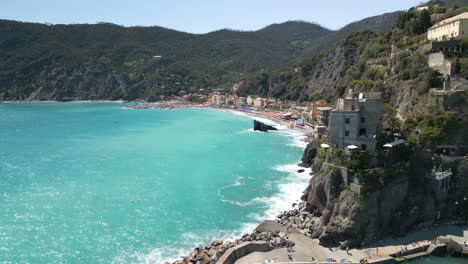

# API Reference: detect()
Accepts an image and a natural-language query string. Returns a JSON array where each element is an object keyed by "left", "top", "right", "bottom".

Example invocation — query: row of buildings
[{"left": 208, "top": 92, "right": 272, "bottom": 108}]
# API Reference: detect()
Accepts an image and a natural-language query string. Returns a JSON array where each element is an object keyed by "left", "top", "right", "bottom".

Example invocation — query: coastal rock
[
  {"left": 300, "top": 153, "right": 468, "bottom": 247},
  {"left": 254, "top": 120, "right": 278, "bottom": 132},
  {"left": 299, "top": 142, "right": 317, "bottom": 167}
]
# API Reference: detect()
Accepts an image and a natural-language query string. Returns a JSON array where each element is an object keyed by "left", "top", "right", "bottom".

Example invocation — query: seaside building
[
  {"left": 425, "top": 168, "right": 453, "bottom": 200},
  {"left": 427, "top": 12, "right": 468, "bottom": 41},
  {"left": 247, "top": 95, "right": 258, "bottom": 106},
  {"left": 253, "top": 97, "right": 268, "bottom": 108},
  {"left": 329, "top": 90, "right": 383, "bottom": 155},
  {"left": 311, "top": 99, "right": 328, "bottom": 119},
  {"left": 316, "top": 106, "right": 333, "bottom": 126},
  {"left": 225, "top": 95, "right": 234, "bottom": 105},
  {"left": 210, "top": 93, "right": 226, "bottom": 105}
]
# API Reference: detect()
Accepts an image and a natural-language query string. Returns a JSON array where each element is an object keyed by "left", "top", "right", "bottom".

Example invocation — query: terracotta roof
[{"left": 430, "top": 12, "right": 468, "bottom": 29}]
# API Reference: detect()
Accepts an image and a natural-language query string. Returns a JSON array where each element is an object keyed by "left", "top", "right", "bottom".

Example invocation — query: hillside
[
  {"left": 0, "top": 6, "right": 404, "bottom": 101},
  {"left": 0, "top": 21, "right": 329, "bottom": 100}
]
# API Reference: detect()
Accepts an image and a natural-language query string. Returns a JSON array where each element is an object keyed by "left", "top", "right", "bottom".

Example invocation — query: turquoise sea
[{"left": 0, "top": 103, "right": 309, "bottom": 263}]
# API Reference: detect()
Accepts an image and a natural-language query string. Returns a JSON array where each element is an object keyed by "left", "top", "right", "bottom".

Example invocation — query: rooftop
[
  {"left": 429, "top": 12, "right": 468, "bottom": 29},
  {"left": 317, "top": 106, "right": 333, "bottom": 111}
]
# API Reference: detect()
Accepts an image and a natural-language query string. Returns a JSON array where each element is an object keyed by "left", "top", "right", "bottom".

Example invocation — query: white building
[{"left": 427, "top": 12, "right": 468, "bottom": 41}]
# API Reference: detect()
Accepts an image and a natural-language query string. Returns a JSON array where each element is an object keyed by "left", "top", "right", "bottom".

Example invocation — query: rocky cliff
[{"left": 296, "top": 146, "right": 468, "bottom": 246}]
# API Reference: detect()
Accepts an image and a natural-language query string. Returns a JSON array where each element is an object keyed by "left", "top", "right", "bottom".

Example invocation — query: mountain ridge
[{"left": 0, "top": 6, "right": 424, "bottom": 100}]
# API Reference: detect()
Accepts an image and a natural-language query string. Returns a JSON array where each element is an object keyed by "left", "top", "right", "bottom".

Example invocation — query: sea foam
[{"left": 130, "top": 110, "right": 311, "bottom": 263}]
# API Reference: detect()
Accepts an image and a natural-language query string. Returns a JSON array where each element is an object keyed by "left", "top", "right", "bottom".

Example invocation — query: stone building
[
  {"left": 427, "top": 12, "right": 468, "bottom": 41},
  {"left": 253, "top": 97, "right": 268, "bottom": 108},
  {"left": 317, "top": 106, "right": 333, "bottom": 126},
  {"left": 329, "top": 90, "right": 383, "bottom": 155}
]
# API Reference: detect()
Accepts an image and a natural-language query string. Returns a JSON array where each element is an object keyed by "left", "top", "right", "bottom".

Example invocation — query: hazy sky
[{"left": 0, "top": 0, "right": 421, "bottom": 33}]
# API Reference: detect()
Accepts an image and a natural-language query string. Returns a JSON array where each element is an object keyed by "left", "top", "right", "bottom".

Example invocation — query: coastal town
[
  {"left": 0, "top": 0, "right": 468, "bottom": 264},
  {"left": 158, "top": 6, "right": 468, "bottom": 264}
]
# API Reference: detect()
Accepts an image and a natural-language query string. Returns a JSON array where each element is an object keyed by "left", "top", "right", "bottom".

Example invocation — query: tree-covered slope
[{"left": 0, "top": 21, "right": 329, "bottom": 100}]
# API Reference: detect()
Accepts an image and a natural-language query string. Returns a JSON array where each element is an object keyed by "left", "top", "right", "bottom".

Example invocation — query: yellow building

_Written exercise_: From the material above, pick out and copy every line that contains the word "coastal". Case counts.

_Complete response_:
Example invocation — query: coastal rock
Example invocation — query: coastal town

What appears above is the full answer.